→ **Data under study**:
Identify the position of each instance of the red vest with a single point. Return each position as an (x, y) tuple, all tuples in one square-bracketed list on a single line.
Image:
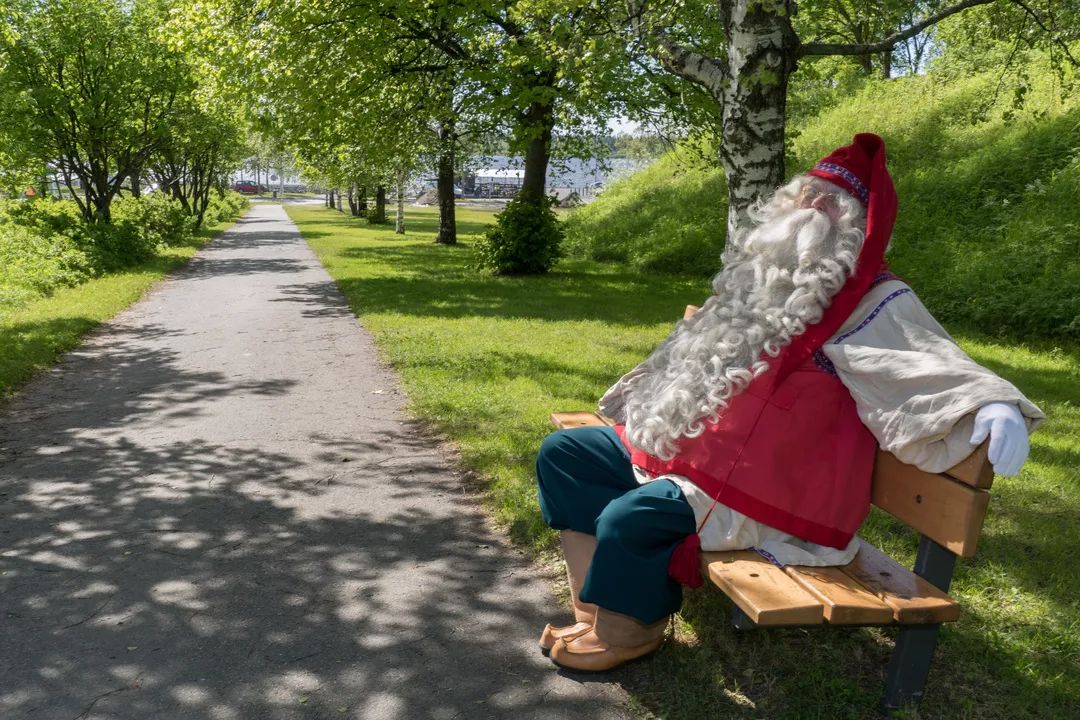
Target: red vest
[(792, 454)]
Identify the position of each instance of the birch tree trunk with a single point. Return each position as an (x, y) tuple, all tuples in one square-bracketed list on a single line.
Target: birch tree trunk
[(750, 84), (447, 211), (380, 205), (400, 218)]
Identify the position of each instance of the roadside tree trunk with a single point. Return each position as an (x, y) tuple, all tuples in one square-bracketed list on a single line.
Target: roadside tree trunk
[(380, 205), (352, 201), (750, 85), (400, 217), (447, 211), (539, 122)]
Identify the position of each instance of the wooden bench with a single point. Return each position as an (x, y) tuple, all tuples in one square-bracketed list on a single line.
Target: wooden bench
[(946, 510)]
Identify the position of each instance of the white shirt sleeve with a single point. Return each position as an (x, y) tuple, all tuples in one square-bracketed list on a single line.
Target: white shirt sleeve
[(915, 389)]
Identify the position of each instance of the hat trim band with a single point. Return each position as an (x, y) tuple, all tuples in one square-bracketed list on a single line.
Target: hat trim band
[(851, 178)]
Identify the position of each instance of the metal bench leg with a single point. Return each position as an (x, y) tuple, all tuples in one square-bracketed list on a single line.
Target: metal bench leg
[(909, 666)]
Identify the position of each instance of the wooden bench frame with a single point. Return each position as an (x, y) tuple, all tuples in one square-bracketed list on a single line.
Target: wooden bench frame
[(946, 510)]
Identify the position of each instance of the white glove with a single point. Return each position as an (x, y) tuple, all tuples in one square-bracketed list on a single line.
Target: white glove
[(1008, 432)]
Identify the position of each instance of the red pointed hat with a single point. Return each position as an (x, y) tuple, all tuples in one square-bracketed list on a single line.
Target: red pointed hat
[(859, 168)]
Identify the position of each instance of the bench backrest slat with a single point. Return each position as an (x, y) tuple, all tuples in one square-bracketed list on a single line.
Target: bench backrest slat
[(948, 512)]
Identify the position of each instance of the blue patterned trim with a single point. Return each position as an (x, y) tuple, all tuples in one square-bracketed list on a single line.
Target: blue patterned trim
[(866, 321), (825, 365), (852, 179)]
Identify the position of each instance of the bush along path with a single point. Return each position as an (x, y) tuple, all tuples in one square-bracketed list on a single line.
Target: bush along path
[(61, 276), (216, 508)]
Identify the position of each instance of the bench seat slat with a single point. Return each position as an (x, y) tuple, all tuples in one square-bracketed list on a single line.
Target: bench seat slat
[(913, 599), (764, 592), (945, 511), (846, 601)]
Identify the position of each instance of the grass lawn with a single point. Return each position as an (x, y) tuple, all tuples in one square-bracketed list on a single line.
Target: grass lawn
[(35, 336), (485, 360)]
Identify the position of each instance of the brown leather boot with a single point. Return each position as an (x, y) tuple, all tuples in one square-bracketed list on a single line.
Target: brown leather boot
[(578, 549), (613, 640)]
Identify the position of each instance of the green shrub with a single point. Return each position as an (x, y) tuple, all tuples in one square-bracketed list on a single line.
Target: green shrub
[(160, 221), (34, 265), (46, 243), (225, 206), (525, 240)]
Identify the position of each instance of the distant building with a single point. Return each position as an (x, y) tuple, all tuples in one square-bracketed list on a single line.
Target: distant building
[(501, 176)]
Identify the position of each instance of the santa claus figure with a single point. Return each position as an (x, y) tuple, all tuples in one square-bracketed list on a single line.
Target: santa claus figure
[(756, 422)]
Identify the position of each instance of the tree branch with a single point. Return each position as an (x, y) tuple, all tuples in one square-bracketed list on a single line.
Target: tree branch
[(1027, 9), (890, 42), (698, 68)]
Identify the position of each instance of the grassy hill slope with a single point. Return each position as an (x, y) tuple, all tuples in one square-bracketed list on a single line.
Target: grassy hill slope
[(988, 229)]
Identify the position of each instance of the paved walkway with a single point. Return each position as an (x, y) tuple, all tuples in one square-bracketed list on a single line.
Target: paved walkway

→ **Exercise directions**:
Exactly how many lines in the listing above contain the word "walkway"? Only the number should be given.

→ **Answer to the problem**:
2